I’ve had a piano sounding in my head for the last five months, not an ideal sound but an actual one, the one played by Christian Zacharias at Carnegie Hall, on December 13th. I spoke with him the day before, a few minutes after he selected the instrument for his performance, and, clearly, he chose brilliantly. The very first notes of the sonata, by C. P. E. Bach, that opened the program sounded brightly, like chimes; where most concert-hall pianos resound darkly and woodily, Zacharias’s tone was lightly and brightly percussive, emphasizing the gestural element of pressing keys to make music, and the sound he achieved was integral to his realization of the music on the program—and of his remarkable philosophical ideas regarding the music.


With C. P. E. Bach, Zacharias was aptly impulsive and spontaneous, giving the impression of a composer urged on by sudden and fantastic emotion. With Beethoven’s third-to-last sonata, Op. 109, he was profoundly contemplative, as if constructing a mighty intellectual architecture in the darkest turmoil of the soul. As for Brahms’s last piano works, the four pieces of Op. 119, Zacharias revealed the contrapuntal intricacy of the freely rhapsodic emotion, bringing out so many buried notes that at times he seemed to be playing with three hands. And he utterly transfigured the concluding piece, Schubert’s Sonata in D Major, D. 850. Where other performers hear a compact weave of clatter and lyricism, Zacharias opened it out into a vast confessional peroration, a kind of musical expatiation through the forest-like wilds of Schubert’s own imagination—a very definition of subjectivity in music, a self-portrait in motion. The surprising calm under the first movement’s roiling phrases and the astonishing stillness of the third movement’s trio section suggest an intimate empathy with Schubert’s art that must have been, for Zacharias, as much of a self-exploration as a performance.

Records provided -
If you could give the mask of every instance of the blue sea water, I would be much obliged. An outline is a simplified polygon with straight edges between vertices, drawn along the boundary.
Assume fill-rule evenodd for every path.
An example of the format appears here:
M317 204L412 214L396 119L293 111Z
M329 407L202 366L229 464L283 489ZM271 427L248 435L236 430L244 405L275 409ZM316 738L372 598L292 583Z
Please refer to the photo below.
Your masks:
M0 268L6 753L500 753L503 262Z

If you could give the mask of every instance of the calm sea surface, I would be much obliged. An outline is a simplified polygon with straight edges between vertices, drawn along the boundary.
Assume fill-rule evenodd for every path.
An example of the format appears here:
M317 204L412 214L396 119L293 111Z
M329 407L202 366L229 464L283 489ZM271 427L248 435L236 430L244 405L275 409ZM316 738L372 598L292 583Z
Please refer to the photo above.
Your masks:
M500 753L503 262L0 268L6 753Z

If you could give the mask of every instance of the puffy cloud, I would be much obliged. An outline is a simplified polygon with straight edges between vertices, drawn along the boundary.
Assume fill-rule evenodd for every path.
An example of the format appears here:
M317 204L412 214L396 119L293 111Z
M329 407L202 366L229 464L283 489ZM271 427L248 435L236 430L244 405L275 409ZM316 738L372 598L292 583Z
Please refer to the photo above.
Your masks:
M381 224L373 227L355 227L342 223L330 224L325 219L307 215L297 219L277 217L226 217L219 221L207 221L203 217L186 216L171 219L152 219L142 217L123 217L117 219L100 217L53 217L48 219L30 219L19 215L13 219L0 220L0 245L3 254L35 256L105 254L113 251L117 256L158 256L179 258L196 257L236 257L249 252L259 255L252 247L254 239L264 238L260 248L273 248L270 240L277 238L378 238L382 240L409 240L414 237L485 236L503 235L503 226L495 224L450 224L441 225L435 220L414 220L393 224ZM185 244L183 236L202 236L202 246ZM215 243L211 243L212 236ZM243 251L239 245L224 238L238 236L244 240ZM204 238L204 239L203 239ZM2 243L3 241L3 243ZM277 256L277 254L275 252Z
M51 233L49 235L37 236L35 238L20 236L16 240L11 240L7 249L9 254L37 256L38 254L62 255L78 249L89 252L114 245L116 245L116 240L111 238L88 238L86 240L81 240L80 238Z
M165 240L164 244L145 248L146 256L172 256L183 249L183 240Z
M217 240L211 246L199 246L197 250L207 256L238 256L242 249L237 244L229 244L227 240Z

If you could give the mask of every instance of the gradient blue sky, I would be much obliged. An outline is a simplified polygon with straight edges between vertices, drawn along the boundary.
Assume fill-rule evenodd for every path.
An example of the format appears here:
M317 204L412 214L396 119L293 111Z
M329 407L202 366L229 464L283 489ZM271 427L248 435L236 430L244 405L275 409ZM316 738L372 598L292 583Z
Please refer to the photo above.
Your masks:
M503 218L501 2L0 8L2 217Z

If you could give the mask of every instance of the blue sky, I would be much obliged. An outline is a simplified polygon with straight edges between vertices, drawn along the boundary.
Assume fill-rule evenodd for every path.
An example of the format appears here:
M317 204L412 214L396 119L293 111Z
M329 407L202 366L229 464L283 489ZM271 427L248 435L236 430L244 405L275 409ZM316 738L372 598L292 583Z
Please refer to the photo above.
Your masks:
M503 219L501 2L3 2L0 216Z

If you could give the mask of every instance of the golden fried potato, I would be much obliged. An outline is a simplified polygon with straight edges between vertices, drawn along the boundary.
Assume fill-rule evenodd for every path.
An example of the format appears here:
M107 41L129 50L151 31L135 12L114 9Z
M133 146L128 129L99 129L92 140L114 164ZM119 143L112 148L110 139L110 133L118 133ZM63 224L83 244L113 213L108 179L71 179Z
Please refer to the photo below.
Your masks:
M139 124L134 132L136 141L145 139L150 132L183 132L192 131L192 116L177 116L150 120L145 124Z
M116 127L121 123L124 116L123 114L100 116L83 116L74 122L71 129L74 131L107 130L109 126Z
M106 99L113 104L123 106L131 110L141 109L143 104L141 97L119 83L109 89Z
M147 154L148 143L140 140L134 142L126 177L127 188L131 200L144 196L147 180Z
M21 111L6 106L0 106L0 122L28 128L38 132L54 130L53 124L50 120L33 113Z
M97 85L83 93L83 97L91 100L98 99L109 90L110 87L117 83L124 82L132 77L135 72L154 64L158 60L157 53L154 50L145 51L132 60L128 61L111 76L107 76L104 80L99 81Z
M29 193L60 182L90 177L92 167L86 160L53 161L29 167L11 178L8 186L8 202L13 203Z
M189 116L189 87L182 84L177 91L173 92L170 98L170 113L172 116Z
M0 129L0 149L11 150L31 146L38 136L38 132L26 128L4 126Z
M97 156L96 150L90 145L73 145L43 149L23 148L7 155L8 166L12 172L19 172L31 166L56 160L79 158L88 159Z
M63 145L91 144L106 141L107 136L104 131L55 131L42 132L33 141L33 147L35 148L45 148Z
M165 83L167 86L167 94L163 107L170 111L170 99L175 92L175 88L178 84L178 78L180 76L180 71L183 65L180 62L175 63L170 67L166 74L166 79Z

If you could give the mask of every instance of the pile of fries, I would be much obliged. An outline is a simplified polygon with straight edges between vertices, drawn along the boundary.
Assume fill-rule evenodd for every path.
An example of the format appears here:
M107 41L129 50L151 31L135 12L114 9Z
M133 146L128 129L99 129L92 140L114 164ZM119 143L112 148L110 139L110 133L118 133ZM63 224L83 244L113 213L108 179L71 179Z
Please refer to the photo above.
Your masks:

Goal -
Duplicate the stretch of the concert review from "I’ve had a piano" through "regarding the music.", word for word.

Correct response -
I’ve had a piano sounding in my head for the last five months, not an ideal sound but an actual one, the one played by Christian Zacharias at Carnegie Hall, on December 13th. I spoke with him the day before, a few minutes after he selected the instrument for his performance, and, clearly, he chose brilliantly. The very first notes of the sonata, by C. P. E. Bach, that opened the program sounded brightly, like chimes; where most concert-hall pianos resound darkly and woodily, Zacharias’s tone was lightly and brightly percussive, emphasizing the gestural element of pressing keys to make music, and the sound he achieved was integral to his realization of the music on the program—and of his remarkable philosophical ideas regarding the music.